▶ **Exercise objective**
Transcribe the following records in full, exactly as shown.

▶ **The input**
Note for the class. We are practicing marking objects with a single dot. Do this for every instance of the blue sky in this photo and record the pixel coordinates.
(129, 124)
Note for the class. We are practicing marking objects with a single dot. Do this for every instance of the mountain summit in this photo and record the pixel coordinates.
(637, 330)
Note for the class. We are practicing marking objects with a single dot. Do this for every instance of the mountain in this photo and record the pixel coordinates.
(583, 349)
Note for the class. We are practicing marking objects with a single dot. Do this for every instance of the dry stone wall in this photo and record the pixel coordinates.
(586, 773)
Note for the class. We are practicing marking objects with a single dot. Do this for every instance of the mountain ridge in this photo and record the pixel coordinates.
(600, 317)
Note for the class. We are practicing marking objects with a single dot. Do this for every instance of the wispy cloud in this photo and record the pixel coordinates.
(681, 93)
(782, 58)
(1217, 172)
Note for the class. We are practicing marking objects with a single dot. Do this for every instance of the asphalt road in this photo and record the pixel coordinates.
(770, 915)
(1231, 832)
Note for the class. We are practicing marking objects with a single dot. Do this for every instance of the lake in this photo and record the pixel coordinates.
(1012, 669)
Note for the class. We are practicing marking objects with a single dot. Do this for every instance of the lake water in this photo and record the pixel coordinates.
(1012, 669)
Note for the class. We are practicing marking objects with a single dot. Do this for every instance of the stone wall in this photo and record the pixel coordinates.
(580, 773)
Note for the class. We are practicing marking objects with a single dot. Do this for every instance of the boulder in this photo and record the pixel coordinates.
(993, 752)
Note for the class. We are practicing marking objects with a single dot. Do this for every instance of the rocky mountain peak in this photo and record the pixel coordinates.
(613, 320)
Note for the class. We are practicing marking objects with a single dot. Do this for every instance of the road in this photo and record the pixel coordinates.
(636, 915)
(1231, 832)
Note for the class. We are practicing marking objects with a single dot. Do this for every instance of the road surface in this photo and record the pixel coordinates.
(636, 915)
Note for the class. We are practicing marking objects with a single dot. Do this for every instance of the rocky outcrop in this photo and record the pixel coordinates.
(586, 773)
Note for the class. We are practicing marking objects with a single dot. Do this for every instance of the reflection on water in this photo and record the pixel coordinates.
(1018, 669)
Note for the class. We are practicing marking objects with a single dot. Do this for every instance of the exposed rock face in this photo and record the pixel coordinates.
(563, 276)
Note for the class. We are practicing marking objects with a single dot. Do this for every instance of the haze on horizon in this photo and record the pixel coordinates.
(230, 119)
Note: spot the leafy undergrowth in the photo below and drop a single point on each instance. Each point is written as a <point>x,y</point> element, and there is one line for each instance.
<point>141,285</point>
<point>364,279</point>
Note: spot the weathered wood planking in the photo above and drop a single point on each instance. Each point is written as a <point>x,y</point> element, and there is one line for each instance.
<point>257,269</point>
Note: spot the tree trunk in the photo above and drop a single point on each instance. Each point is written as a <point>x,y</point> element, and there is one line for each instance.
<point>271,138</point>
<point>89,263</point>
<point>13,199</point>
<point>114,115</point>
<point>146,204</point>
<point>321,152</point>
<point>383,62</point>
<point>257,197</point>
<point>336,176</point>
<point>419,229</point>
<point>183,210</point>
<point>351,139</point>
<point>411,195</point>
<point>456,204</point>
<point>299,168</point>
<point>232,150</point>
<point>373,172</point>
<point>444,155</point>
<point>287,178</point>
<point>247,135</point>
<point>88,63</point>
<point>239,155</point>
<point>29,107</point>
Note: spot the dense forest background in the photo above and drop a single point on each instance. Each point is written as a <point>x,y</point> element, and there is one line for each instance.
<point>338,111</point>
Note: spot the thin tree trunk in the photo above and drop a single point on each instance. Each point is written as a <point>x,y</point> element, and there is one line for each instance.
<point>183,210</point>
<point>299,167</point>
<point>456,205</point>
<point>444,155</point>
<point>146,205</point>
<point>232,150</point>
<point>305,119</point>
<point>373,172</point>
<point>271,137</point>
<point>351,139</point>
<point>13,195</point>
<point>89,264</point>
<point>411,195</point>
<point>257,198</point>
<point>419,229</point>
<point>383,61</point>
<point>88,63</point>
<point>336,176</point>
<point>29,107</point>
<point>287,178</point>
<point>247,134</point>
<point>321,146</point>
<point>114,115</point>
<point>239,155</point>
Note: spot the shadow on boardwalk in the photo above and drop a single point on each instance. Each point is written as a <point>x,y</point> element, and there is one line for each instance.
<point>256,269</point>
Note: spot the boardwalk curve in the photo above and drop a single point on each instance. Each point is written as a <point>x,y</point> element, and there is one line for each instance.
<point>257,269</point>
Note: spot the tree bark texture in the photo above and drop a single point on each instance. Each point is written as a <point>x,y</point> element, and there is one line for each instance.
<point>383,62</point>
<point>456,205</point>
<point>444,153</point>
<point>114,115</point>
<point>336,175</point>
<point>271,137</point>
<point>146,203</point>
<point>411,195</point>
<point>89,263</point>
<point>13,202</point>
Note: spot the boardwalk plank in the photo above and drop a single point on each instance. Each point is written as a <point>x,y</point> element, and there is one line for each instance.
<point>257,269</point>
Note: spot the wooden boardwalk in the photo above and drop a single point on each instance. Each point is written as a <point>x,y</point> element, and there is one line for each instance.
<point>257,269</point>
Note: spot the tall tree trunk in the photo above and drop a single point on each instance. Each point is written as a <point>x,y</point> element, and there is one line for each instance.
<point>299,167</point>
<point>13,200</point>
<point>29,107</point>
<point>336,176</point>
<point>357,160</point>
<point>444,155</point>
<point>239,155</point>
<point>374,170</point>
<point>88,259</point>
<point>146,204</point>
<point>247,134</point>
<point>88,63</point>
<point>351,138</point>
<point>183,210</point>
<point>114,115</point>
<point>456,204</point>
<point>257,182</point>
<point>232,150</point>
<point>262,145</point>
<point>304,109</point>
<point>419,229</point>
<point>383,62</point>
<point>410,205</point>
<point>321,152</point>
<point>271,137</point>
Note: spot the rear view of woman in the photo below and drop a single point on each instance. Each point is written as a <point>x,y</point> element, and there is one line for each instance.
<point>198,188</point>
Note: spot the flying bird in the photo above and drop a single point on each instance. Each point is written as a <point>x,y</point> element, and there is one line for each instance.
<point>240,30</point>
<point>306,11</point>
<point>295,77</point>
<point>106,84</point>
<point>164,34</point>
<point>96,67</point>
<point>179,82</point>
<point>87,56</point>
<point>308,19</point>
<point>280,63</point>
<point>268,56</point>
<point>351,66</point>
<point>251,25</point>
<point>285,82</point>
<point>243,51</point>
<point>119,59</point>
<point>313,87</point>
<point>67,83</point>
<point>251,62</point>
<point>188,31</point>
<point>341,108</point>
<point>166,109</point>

▶ **Solved problem**
Note for the class. We are practicing marking objects with a single dot. Do this for every instance of the blue sky in this photo and record the pixel coordinates.
(129, 124)
Note for the class. We are practicing marking objects with a single dot. Do this for every instance of the mountain summit in this photo and record the pixel coordinates.
(637, 330)
Note for the class. We are practicing marking objects with a single dot. Do this for every instance of the mountain in this photo and record the pixel coordinates.
(583, 349)
Note for the class. We are practicing marking objects with a single dot. Do this for every instance of the dry stone wall in this photo and record the pixel coordinates.
(586, 773)
Note for the class. We are practicing marking objects with a single dot. Do this for every instance of the mountain ridge in this photo and record the pixel coordinates.
(600, 317)
Note for the class. We are practicing marking objects with a single dot. Do this for every instance of the wispy cloud in this photo and record the pixel coordinates.
(681, 93)
(782, 58)
(1217, 172)
Note for the class. We are practicing marking objects with a single dot. Do this for every instance of the asphalt road in this photo and record the pixel coordinates.
(770, 915)
(1231, 832)
Note for the class. We are practicing marking objects with a single dot. Do this for every instance of the lake in this photo and record the pixel coordinates.
(1012, 669)
Note for the class. We are practicing marking objects with a single dot. Do this for every instance of the lake water in this photo and record the pixel coordinates.
(1012, 669)
Note for the class. We are practicing marking objects with a single dot. Do this for every instance of the stone wall in this photo and record the pixel coordinates.
(580, 773)
Note for the class. We are practicing marking objects with a single dot. Do this for every instance of the boulder in this photo and record the pixel coordinates.
(993, 752)
Note for the class. We are practicing marking objects with a single dot. Do this for every instance of the rocky mountain peak in this photo and record the pixel coordinates.
(613, 320)
Note for the class. We are practicing marking objects with a single dot. Do this for every instance of the road in this photo and record the pixel coordinates.
(636, 915)
(1231, 832)
Note for the class. We are practicing marking objects with a single dot. Do this for every instance of the road surface in this photo and record the pixel coordinates.
(636, 915)
Note for the class. We are practicing marking objects with a single dot. Do this for every instance of the rocky outcrop in this photo and record the pixel coordinates.
(586, 773)
Note for the class. We are practicing marking objects with a single dot. Do this for every instance of the reflection on water in this photo and record the pixel coordinates.
(1018, 669)
Note for the class. We are practicing marking objects with a single dot. Do this for every instance of the exposed rock face in this photo and record the pixel coordinates.
(563, 276)
Note for the class. We are practicing marking objects with a single dot. Do this for every instance of the haze on horizon in this photo and record the pixel coordinates.
(230, 119)
Note: spot the leafy undergrowth in the photo below and drop a single point on each instance. Each point is written as a <point>x,y</point> element, and there is one line for each instance.
<point>141,285</point>
<point>364,279</point>
Note: spot the weathered wood planking in the photo above and drop a single point on each instance. Each point is written as a <point>x,y</point> element, and there is one line for each instance.
<point>257,269</point>
Note: spot the tree trunk in the photo above and drop a single point on each instance. Each point is written as a <point>x,y</point> element, and there is one line for each instance.
<point>271,138</point>
<point>89,263</point>
<point>13,199</point>
<point>114,115</point>
<point>146,204</point>
<point>321,152</point>
<point>383,62</point>
<point>257,197</point>
<point>336,176</point>
<point>419,229</point>
<point>183,210</point>
<point>351,139</point>
<point>411,195</point>
<point>456,204</point>
<point>299,168</point>
<point>232,150</point>
<point>373,172</point>
<point>444,155</point>
<point>287,178</point>
<point>247,135</point>
<point>88,63</point>
<point>239,155</point>
<point>29,107</point>
Note: spot the dense forest background in the photo above and drop a single point on each instance. Each point is written as a <point>x,y</point> element, and there is one line for each instance.
<point>338,111</point>
Note: spot the thin tree trunk in the photo above and drop a single point on each instance. Each point is written as a <point>x,y</point> element, and there is one line for each instance.
<point>183,210</point>
<point>299,167</point>
<point>456,205</point>
<point>444,155</point>
<point>146,205</point>
<point>232,150</point>
<point>305,119</point>
<point>373,172</point>
<point>271,137</point>
<point>351,139</point>
<point>13,195</point>
<point>89,264</point>
<point>411,195</point>
<point>257,198</point>
<point>419,229</point>
<point>383,61</point>
<point>88,63</point>
<point>336,176</point>
<point>29,107</point>
<point>287,178</point>
<point>247,134</point>
<point>321,146</point>
<point>114,115</point>
<point>239,155</point>
Note: spot the shadow on boardwalk in the photo above and drop a single point on each instance. Each point is written as a <point>x,y</point> element, and there is one line for each instance.
<point>256,269</point>
Note: spot the boardwalk curve in the photo above and drop a single point on each instance. Each point is written as a <point>x,y</point> element, and there is one line for each instance.
<point>257,269</point>
Note: spot the tree bark texture in the photo above and drop a single point on each instance. Each point is written as a <point>x,y</point> element, and there is one line for each instance.
<point>383,62</point>
<point>456,205</point>
<point>444,153</point>
<point>114,115</point>
<point>336,175</point>
<point>271,137</point>
<point>146,203</point>
<point>411,195</point>
<point>89,263</point>
<point>13,202</point>
Note: spot the boardwalk plank in the photo above and drop a single point on each instance. Each point is written as a <point>x,y</point> element, and there is one line for each instance.
<point>257,269</point>
Note: spot the wooden boardwalk in the photo above and drop a single point on each instance. Each point is written as a <point>x,y</point> element, and there is one line for each instance.
<point>257,269</point>
Note: spot the tall tree trunk in the photo above and drop a single point on each instance. Each point is written as a <point>x,y</point> element, and there is one line for each instance.
<point>299,167</point>
<point>13,200</point>
<point>29,107</point>
<point>336,176</point>
<point>357,160</point>
<point>444,155</point>
<point>239,155</point>
<point>374,170</point>
<point>88,259</point>
<point>146,204</point>
<point>247,134</point>
<point>88,63</point>
<point>351,138</point>
<point>183,210</point>
<point>114,115</point>
<point>456,204</point>
<point>257,182</point>
<point>232,150</point>
<point>262,145</point>
<point>304,109</point>
<point>419,229</point>
<point>383,62</point>
<point>410,205</point>
<point>321,152</point>
<point>271,137</point>
Note: spot the rear view of woman in the photo below and drop a single point on each instance. Each point is written as a <point>x,y</point> element, and there is one line for each instance.
<point>198,188</point>
Note: spot the flying bird in the photo above and drop a single point on each instance. Each point is written as a <point>x,y</point> element, and there is one line for each instance.
<point>240,30</point>
<point>306,11</point>
<point>295,77</point>
<point>106,84</point>
<point>164,34</point>
<point>96,67</point>
<point>179,82</point>
<point>87,56</point>
<point>308,19</point>
<point>280,63</point>
<point>268,56</point>
<point>351,66</point>
<point>251,25</point>
<point>285,82</point>
<point>243,51</point>
<point>119,59</point>
<point>313,87</point>
<point>67,83</point>
<point>251,62</point>
<point>188,31</point>
<point>341,108</point>
<point>166,109</point>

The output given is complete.